> Directive:
Make an exact copy of each entry, leaving out every picture.
=== Exercise inputs ===
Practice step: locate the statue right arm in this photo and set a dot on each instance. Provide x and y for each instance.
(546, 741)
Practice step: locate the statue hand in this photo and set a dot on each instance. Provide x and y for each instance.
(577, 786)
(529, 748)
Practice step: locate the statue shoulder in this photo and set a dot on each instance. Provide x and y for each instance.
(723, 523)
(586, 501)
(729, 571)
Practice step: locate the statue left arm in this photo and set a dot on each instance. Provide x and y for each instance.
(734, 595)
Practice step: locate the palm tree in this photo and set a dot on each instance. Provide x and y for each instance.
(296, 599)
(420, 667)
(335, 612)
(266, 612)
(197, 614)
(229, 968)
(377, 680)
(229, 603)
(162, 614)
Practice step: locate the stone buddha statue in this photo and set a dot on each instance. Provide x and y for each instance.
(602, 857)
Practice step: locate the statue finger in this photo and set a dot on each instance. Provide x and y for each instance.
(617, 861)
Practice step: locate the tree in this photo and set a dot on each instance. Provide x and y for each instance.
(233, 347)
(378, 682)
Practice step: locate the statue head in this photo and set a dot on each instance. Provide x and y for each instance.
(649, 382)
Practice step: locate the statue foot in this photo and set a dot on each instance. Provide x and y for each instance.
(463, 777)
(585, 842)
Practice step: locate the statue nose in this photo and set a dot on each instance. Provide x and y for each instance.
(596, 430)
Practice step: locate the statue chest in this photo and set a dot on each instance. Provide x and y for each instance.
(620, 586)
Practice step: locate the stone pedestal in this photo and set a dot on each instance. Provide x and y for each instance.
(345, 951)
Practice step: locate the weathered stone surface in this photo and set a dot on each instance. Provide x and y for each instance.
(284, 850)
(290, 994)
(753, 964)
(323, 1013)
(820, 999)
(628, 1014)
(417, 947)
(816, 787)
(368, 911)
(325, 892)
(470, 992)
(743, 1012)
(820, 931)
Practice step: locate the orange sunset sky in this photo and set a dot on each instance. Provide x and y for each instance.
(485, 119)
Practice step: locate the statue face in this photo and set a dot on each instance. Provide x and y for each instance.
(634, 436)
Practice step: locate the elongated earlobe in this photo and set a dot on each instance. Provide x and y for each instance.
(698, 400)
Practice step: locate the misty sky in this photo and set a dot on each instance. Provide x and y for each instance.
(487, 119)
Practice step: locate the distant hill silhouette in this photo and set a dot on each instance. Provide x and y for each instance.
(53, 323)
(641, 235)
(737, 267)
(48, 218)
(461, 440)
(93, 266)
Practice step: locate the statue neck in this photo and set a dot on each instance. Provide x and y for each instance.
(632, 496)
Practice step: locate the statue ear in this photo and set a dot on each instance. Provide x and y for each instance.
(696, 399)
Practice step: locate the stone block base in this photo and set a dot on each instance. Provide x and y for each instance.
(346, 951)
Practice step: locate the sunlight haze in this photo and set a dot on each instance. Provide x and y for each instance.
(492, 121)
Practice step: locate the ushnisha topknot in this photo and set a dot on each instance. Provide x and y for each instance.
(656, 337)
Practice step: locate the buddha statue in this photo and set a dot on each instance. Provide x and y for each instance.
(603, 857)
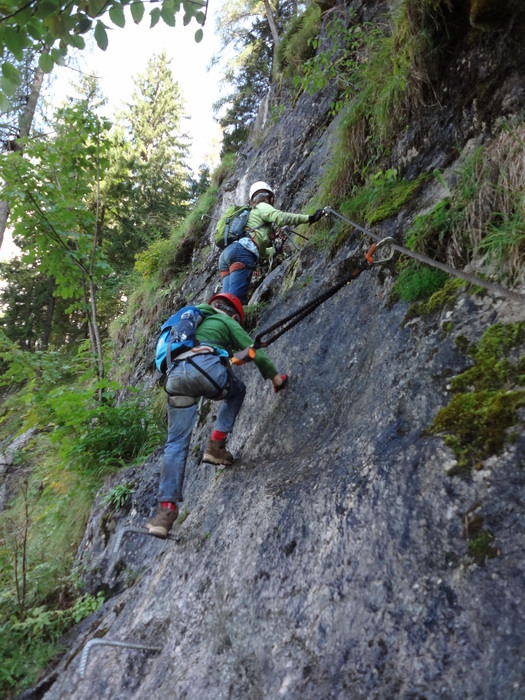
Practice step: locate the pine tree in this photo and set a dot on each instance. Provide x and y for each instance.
(152, 175)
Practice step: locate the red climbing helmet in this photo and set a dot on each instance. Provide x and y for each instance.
(232, 301)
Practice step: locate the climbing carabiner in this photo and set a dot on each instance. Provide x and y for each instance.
(375, 247)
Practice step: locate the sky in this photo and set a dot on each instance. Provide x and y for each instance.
(127, 55)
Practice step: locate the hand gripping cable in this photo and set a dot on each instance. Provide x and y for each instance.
(297, 316)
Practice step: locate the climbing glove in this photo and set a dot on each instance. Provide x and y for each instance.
(284, 377)
(314, 218)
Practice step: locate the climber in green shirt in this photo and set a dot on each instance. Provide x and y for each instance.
(237, 261)
(205, 371)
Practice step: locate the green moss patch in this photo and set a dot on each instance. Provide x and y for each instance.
(487, 397)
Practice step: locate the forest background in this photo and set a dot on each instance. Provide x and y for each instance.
(106, 215)
(94, 205)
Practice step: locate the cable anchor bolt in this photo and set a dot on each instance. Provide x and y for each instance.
(375, 247)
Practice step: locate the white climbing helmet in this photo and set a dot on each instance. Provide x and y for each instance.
(260, 186)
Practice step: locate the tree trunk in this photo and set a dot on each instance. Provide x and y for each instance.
(273, 26)
(24, 127)
(48, 323)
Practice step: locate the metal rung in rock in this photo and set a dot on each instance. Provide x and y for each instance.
(140, 531)
(108, 642)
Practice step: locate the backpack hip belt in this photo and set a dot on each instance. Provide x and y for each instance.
(199, 350)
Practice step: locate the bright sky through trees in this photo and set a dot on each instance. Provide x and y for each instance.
(128, 53)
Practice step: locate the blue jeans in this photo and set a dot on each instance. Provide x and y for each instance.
(237, 281)
(186, 380)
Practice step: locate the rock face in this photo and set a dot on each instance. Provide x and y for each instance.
(332, 560)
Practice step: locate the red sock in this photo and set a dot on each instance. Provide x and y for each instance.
(168, 504)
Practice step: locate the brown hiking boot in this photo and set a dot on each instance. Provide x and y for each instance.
(161, 524)
(216, 453)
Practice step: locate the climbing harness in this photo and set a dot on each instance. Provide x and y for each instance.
(491, 286)
(294, 318)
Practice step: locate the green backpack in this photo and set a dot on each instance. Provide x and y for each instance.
(231, 226)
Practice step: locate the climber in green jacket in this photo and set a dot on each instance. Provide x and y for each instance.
(237, 261)
(205, 370)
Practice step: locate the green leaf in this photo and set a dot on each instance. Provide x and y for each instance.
(168, 15)
(7, 86)
(116, 15)
(101, 36)
(77, 41)
(137, 11)
(35, 29)
(155, 16)
(96, 7)
(83, 24)
(46, 62)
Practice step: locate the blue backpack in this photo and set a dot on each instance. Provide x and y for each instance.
(177, 335)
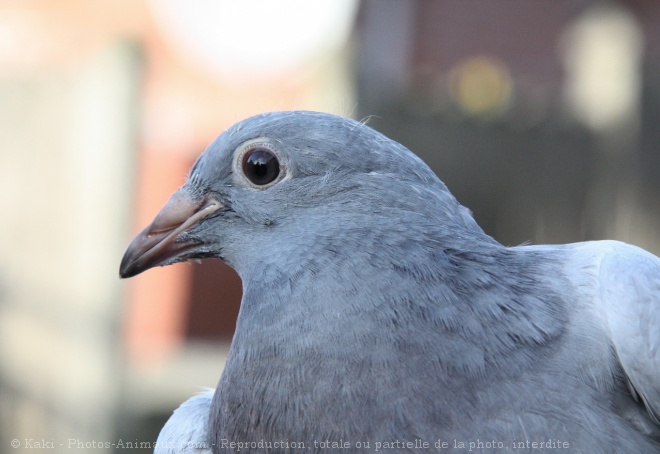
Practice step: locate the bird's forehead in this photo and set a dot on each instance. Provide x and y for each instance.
(313, 143)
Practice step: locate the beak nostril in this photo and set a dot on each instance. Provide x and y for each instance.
(156, 244)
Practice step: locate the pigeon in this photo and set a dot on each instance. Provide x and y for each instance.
(376, 314)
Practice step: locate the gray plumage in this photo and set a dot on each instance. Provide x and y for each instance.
(376, 309)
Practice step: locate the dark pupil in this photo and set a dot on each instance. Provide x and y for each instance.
(261, 166)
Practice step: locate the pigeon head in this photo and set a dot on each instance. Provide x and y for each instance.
(291, 180)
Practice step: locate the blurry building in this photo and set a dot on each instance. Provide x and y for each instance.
(533, 114)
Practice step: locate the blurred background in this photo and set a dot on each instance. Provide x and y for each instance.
(542, 117)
===
> Output for this task:
Practice step: locate the statue right arm in this photo and set a dot on each instance. Provide x and y for each instance.
(546, 741)
Practice step: locate the statue hand in this photo and set a dot on each instance. Provide x and y for each instance.
(577, 786)
(529, 748)
Practice step: locate the statue shoulder in this photo and set a dot on each instance. Provide x and y for each instance.
(723, 523)
(586, 501)
(729, 571)
Practice step: locate the statue left arm in this photo and set a dot on each instance. Provide x and y for each instance.
(734, 595)
Practice step: locate the palm tree in this photo and set a dot on each instance. Provide x and y for each instance.
(296, 599)
(420, 667)
(335, 612)
(266, 612)
(197, 614)
(229, 968)
(377, 680)
(229, 603)
(162, 614)
Practice step: locate the stone buddha statue in this photo and set a dot on each instance. Provide x and y for each instance.
(602, 857)
Practice step: locate the statue finger in this photo and set a dot on each instance. Provide x and y for each instance.
(617, 861)
Practice step: locate the tree in this photo and set a dot on each instance. Provide x and y for each instance.
(233, 347)
(378, 682)
Practice step: locate the statue head in this photo and set a dot on each instance. Provide x and y for each instance.
(649, 382)
Practice step: locate the statue foot in this photo and set a dot on each instance. Provide x and y for each instance.
(463, 777)
(585, 842)
Practice step: locate the statue nose in this photo and set a dot on each instance. Provide x and y for each instance.
(596, 430)
Practice step: locate the statue chest in this photo and set a dot on each instance. Provide x and y for each instance.
(620, 586)
Practice step: locate the stone pedestal in this photo and set a dot on each instance. Provide x and y for each instance.
(345, 951)
Practice step: locate the weathered stone surface in this photo and set a dot on each instance. Provide x and y for each instance.
(284, 850)
(290, 994)
(753, 964)
(323, 1013)
(820, 999)
(628, 1014)
(417, 947)
(816, 787)
(368, 911)
(325, 892)
(470, 992)
(743, 1012)
(820, 931)
Practice step: locate the orange sunset sky in this photo and set a dot on each instance. Provide x and y for each instance.
(485, 119)
Practice step: locate the statue face in this photo and set a dot on each instance. Provide x and y for each instance.
(634, 436)
Practice step: locate the elongated earlobe in this photo and set a dot on each instance. Provide x and y for each instance.
(698, 400)
Practice step: locate the misty sky in this photo and set a dot on each instance. Provide x and y for each instance.
(487, 119)
Practice step: locate the distant hill silhouette in this photo and set a dot on each instance. Provide x and y for each instance.
(53, 323)
(641, 235)
(737, 267)
(48, 218)
(461, 440)
(93, 266)
Practice step: locate the statue neck in this photo and set a dot on each instance. Provide x and y for each instance.
(632, 496)
Practice step: locate the statue ear in this photo and set a dot on each instance. Provide x and y for each instance.
(696, 399)
Practice step: locate the stone block base in this photo and set a dot on each instance. Provide x and y for each instance.
(346, 951)
Practice step: locate the sunlight haze in this photo and set a dot on each instance. Provide x and y for each instance.
(492, 121)
Practice step: locate the ushnisha topknot in this photo and set a dot on each instance. Provide x and y for each instance.
(656, 337)
Practice step: locate the buddha statue in this photo and set a dot on each instance. Provide x and y for each instance.
(603, 857)
Practice step: locate the pine tree in this photo and set a dot on each instance. Provide x and y for each instance.
(152, 175)
Practice step: locate the red climbing helmet in this photo and set a dot on each instance. Provide x and y for each instance.
(232, 301)
Practice step: locate the climbing carabiner in this photo and set a dot on each instance. Provide x and y for each instance.
(375, 247)
Practice step: locate the sky in this photo and set a dot on each instance. Provide x and y for each instance.
(127, 55)
Practice step: locate the hand gripping cable in this photo and set a dot on each instance. Provide x and y for each instance.
(297, 316)
Practice step: locate the climbing glove in this photo and set a dot on each instance. Provide x and y for each instance.
(284, 377)
(314, 218)
Practice step: locate the climber in green shirt in this photo and set a dot on each instance. Provide x and y for each instance.
(237, 261)
(205, 371)
Practice step: locate the green moss patch in this photo and set a dot on each instance. Provide x and y for each instance.
(487, 397)
Practice step: locate the forest background in this photo and set a dot on each instance. Provide x and y for each instance.
(106, 215)
(94, 205)
Practice step: locate the cable anchor bolt in this photo and set a dot on each instance. Provide x and y for each instance.
(375, 247)
Practice step: locate the white climbing helmet in this photo and set a dot on each instance. Provide x and y for each instance.
(260, 186)
Practice step: locate the tree trunk in this photo and set a dot on each instance. Provide x and y for each instance.
(273, 26)
(24, 127)
(48, 323)
Practice step: locate the metal rung in rock in this photo and set a dot on each instance. Provide x and y for each instance.
(140, 531)
(108, 642)
Practice step: locate the backpack hip belt in this photo and set a dot on each instance. Provide x and y for each instance.
(199, 350)
Practice step: locate the bright sky through trees in this photo and set a dot on each instance. Provide x and y for each instance.
(128, 53)
Practice step: locate the blue jeans in this photo and set a dot on each instance. Provide x and y for each instance.
(237, 281)
(186, 380)
Practice step: locate the rock face in this photo and set a dot on each instance. Provide x and y for each instance.
(332, 560)
Practice step: locate the red sock in this photo and set a dot on each instance. Provide x and y for each instance.
(168, 504)
Practice step: locate the brown hiking boot in this photo and set a dot on each instance. Provide x and y for each instance.
(161, 524)
(216, 453)
Practice step: locate the climbing harness in this photo and set a dot on each instance. Provide x and y for each instance.
(491, 286)
(294, 318)
Practice step: locate the green backpack in this photo and set a dot on each instance. Provide x and y for each instance.
(231, 226)
Practice step: locate the climber in green jacket in this photo and set a dot on each instance. Provide x and y for each instance.
(237, 261)
(205, 370)
Practice step: locate the green leaf in this photo and set a dot on each instance. Provide x and y for each instance.
(168, 15)
(7, 86)
(116, 15)
(101, 36)
(77, 41)
(137, 11)
(35, 29)
(155, 16)
(96, 7)
(83, 24)
(46, 62)
Practice step: locate the blue backpack in this photo and set a dot on each instance. Provide x and y for each instance.
(177, 335)
Practice step: locate the bird's forehead in this photo and set a dot on each instance. Provide x and y for each instance.
(313, 143)
Practice step: locate the beak nostril in this photo and set a dot on each instance. Provide x and y for each instance.
(156, 244)
Practice step: locate the pigeon in this photo and set a dot on each instance. Provide x and y for each instance.
(376, 314)
Practice step: locate the gray plumage in this photo and set a dot on each instance. Provide x and y for each instance.
(376, 309)
Practice step: locate the dark pupil in this photo and set a dot on each instance. Provide x and y for each instance.
(261, 166)
Practice step: locate the pigeon head in this photo and set a dot on each instance. Provide x and y for each instance.
(291, 180)
Practice step: locate the blurry building in this photo and set a dot on each instance. Provide x and y for each instance.
(533, 114)
Practice step: locate the blurred background in this photo and set a dot on each instance. Provide x and y for each instance.
(542, 117)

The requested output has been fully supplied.